[Extracted information]:
_ _ _ _ _ _ _

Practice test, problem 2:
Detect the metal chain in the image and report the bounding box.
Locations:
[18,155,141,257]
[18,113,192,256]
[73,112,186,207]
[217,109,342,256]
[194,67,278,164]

_ _ _ _ _ _ _

[Required work]: Rewrite the listing above with "metal chain" replaced by "steel chain" and nothing else altered.

[Solution]:
Practice test, problem 2:
Detect the steel chain in the image and report the bounding box.
Locations:
[18,155,141,257]
[18,113,192,256]
[73,112,186,207]
[217,109,342,256]
[194,67,278,164]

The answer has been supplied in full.